▶ **Text**:
Um die feingeweblichen Veränderungen der Herzschädigungen dreidimensional und detailgenau aufzeigen zu können, nutzten die Forschenden hochbrillante Röntgenstrahlung, welche am Speicherring PETRAIII des Deutschen Elektronen-Synchrotrons (DESY) in Hamburg erzeugt wird. Mithilfe dieser virtuellen dreidimensionalen Histologie konnte die räumliche Verteilung von Entzündungszellen, Blutgefäßen bis zu den kleinsten Kapillaren und Vernarbungsprozessen zwischen den Herzmuskelfasern dargelegt werden. „Mit der Phasenkontrast-Mikrotomographie können wir für Pathologen und viele Forschende das Unsichtbare sichtbar machen und ihnen einen ungeahnten dreidimensionalen Blick in viele Erkrankungen geben", ist sich Tim Salditt vom Institut für Röntgenphysik der Universität Göttingen sicher, der das Verfahren seit vielen Jahren mit seinem Team erforscht hat.


Abbildung: 
Mithilfe der Synchrotron-basierten Phasenkontrast-Computertomographie konnten die Schädigungsmuster von COVID-19, Influenza und anderen viralen Myokarditiden auf das Gefäßsystem dargestellt werden.

▶ **Aufgabenliste**:
A - Gib aus dem Text über die Röntgenuntersuchung geschädigter Herzen alles ab „Um die feingeweblichen“ bis hinunter zu „Team erforscht hat.“ unverändert aus.
B - Greif den Text über die Röntgenuntersuchung geschädigter Herzen nach seinem letzten Satz auf und setze ihn fort.

[Daten zur Zuordnung von Text zu Bildbereichen]
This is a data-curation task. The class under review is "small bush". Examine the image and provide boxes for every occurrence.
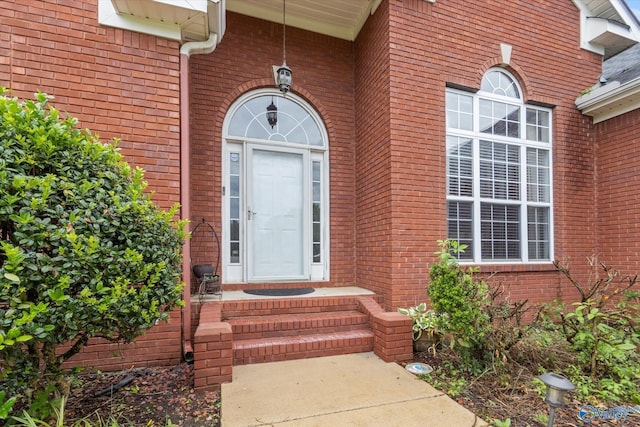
[0,88,185,415]
[427,240,491,361]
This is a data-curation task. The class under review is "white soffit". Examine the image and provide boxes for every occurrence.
[98,0,225,42]
[226,0,372,41]
[573,0,640,58]
[576,78,640,123]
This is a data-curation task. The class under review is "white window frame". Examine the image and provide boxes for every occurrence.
[221,89,330,283]
[446,69,554,264]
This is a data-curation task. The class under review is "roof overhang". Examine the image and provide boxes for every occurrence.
[98,0,226,43]
[227,0,372,41]
[573,0,640,59]
[576,78,640,123]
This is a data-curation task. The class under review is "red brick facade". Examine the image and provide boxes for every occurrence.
[595,110,640,274]
[0,0,640,375]
[0,0,181,369]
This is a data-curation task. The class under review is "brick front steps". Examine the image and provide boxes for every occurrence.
[194,295,413,389]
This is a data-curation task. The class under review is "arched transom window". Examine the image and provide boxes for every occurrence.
[446,68,553,263]
[228,94,326,147]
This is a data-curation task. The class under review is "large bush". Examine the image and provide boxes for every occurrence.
[0,89,185,414]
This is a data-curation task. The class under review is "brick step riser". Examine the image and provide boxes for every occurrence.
[233,324,367,341]
[222,297,358,319]
[227,312,369,339]
[233,331,373,365]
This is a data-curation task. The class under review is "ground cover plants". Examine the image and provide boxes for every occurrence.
[400,241,640,426]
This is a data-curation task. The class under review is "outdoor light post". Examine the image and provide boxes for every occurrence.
[538,372,576,427]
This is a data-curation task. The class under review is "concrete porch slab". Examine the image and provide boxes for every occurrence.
[222,353,487,427]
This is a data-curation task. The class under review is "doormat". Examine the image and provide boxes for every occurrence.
[244,288,315,297]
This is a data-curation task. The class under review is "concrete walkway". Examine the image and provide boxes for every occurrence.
[222,353,487,427]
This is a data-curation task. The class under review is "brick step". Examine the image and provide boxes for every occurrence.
[233,329,373,365]
[222,296,358,321]
[227,310,369,340]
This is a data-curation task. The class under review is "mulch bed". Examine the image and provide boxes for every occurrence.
[65,364,221,427]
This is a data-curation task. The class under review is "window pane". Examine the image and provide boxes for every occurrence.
[480,141,520,200]
[446,92,473,130]
[480,203,521,261]
[480,70,520,98]
[228,153,241,264]
[527,108,551,142]
[447,136,473,196]
[527,207,550,260]
[447,202,473,260]
[527,148,551,203]
[311,162,322,262]
[480,99,520,138]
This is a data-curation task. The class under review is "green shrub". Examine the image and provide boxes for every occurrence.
[543,262,640,404]
[427,240,491,361]
[0,88,185,418]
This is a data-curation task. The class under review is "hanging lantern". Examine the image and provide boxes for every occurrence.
[276,62,293,95]
[267,98,278,129]
[273,0,293,95]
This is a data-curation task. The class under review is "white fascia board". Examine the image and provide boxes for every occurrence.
[573,0,640,55]
[98,0,182,41]
[576,78,640,123]
[153,0,208,13]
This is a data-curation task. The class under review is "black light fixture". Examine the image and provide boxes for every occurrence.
[538,372,576,427]
[274,0,293,95]
[267,97,278,129]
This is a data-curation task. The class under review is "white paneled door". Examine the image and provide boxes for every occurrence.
[246,145,308,281]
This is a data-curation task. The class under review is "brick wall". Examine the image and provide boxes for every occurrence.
[355,0,396,308]
[190,13,355,289]
[356,0,601,309]
[596,110,640,275]
[0,0,181,369]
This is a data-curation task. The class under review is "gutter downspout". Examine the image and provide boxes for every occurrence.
[180,33,218,363]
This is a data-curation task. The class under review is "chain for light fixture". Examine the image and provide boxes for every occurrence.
[276,0,293,95]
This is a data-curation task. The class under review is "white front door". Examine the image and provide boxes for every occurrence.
[246,145,309,281]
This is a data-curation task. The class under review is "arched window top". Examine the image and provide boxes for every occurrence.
[480,69,520,99]
[226,90,326,147]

▶ **Lösungen zur Übung**:
A -
Um die feingeweblichen Veränderungen der Herzschädigungen dreidimensional und detailgenau aufzeigen zu können, nutzten die Forschenden hochbrillante Röntgenstrahlung, welche am Speicherring PETRAIII des Deutschen Elektronen-Synchrotrons (DESY) in Hamburg erzeugt wird. Mithilfe dieser virtuellen dreidimensionalen Histologie konnte die räumliche Verteilung von Entzündungszellen, Blutgefäßen bis zu den kleinsten Kapillaren und Vernarbungsprozessen zwischen den Herzmuskelfasern dargelegt werden. „Mit der Phasenkontrast-Mikrotomographie können wir für Pathologen und viele Forschende das Unsichtbare sichtbar machen und ihnen einen ungeahnten dreidimensionalen Blick in viele Erkrankungen geben", ist sich Tim Salditt vom Institut für Röntgenphysik der Universität Göttingen sicher, der das Verfahren seit vielen Jahren mit seinem Team erforscht hat.

B -
Bildquelle: Tim Salditt, Universität Göttingen


Originalpublikation:
Werlein C*, Ackermann M*, Stark H, Shah HR, Tzankov A, Haslbauer JD, von Stillfried S, Bülow RD, El-Armouche A, Kuenzel S, Robertus JL, Reichardt M, Haverich A, Höfer A, Neubert L, Plucinski E, Braubach P, Verleden S, Salditt T, Marx N, Welte T, Bauersachs J, Kreipe HH, Mentzer SJ, Boor P, Black SM, Länger F, Kuehnel M*, Jonigk D*. Inflammation and vascular remodeling in COVID-19 hearts. Angiogenesis. 2022 Nov 12. doi: 10.1007/s10456-022-09860-7. Epub ahead of print.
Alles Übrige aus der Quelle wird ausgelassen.